White House: Insource Jobs, Decrease Inequality

Credit: Joe Kekeris
Credit: Joe Kekeris

Is it patriotic to ship American jobs overseas? President Obama doesn’t think so. He’s right, of course. We live in a globally-connected world, but let’s face it: Home-grown corporations must first focus on their own backyards–a novel concept all to many, it seems.

Obama implicitly raised the question yesterday during his Insourcing American Jobs Forum which featured representatives from more than a dozen large and small businesses that have made decisions to bring jobs to the United States and to increase their investments here.

Pointing to the CEOs in the room, Obama said they ”take pride in hiring people here in America, not just because it’s increasingly the right thing to do for their bottom line, but also because it’s the right thing to do for their workers and for our communities and for our country.

I don’t want America to be a nation that’s primarily known for financial speculation and racking up debt buying stuff from other nations. I want us to be known for making and selling products all over the world stamped with three proud words: “Made in America.” And we can make that happen.

• _Instruction A_: Reproduce the full article on insourcing American jobs word for word.

• _Records to use_:
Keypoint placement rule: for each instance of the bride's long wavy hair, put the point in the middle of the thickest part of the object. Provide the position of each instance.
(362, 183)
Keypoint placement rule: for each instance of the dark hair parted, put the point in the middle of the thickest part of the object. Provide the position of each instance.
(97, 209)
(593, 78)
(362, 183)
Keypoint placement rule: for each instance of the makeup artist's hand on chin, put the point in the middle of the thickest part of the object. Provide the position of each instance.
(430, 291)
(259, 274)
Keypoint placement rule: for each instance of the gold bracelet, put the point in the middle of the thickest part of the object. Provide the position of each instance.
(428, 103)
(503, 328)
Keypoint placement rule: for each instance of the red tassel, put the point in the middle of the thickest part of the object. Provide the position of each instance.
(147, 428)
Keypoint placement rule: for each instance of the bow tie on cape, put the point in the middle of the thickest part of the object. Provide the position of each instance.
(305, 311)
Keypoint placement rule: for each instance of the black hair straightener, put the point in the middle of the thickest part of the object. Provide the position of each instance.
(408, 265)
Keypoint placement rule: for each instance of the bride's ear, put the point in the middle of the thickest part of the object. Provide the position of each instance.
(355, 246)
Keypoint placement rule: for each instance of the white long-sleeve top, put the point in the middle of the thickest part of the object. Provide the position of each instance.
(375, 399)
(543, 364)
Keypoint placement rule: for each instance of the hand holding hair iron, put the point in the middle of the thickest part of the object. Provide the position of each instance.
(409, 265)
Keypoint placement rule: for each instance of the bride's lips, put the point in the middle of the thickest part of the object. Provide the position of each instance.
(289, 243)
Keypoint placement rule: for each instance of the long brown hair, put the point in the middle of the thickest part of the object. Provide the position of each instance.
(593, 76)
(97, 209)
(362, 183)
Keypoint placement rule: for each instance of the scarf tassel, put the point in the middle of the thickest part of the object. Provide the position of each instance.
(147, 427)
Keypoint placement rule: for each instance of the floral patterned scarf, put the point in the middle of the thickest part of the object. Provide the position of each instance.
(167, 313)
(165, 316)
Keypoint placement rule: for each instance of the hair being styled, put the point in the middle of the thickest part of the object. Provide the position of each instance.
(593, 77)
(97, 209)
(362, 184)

• _Instruction B_: Render the stretch of the records from the line containing "Keypoint placement rule: for each instance of the black" through the end of the records as a Markdown table with the columns "Row" and "Line," giving each line a row number and leaving out blank lines.

• _Reply A_:
White House: Insource Jobs, Decrease Inequality

Credit: Joe Kekeris
Credit: Joe Kekeris

Is it patriotic to ship American jobs overseas? President Obama doesn’t think so. He’s right, of course. We live in a globally-connected world, but let’s face it: Home-grown corporations must first focus on their own backyards–a novel concept all to many, it seems.

Obama implicitly raised the question yesterday during his Insourcing American Jobs Forum which featured representatives from more than a dozen large and small businesses that have made decisions to bring jobs to the United States and to increase their investments here.

Pointing to the CEOs in the room, Obama said they ”take pride in hiring people here in America, not just because it’s increasingly the right thing to do for their bottom line, but also because it’s the right thing to do for their workers and for our communities and for our country.

I don’t want America to be a nation that’s primarily known for financial speculation and racking up debt buying stuff from other nations. I want us to be known for making and selling products all over the world stamped with three proud words: “Made in America.” And we can make that happen.

• _Reply B_:
| Row | Line |
|---|---|
| 1 | Keypoint placement rule: for each instance of the black hair straightener, put the point in the middle of the thickest part of the object. Provide the position of each instance. |
| 2 | (408, 265) |
| 3 | Keypoint placement rule: for each instance of the bride's ear, put the point in the middle of the thickest part of the object. Provide the position of each instance. |
| 4 | (355, 246) |
| 5 | Keypoint placement rule: for each instance of the white long-sleeve top, put the point in the middle of the thickest part of the object. Provide the position of each instance. |
| 6 | (375, 399) |
| 7 | (543, 364) |
| 8 | Keypoint placement rule: for each instance of the hand holding hair iron, put the point in the middle of the thickest part of the object. Provide the position of each instance. |
| 9 | (409, 265) |
| 10 | Keypoint placement rule: for each instance of the bride's lips, put the point in the middle of the thickest part of the object. Provide the position of each instance. |
| 11 | (289, 243) |
| 12 | Keypoint placement rule: for each instance of the long brown hair, put the point in the middle of the thickest part of the object. Provide the position of each instance. |
| 13 | (593, 76) |
| 14 | (97, 209) |
| 15 | (362, 183) |
| 16 | Keypoint placement rule: for each instance of the scarf tassel, put the point in the middle of the thickest part of the object. Provide the position of each instance. |
| 17 | (147, 427) |
| 18 | Keypoint placement rule: for each instance of the floral patterned scarf, put the point in the middle of the thickest part of the object. Provide the position of each instance. |
| 19 | (167, 313) |
| 20 | (165, 316) |
| 21 | Keypoint placement rule: for each instance of the hair being styled, put the point in the middle of the thickest part of the object. Provide the position of each instance. |
| 22 | (593, 77) |
| 23 | (97, 209) |
| 24 | (362, 184) |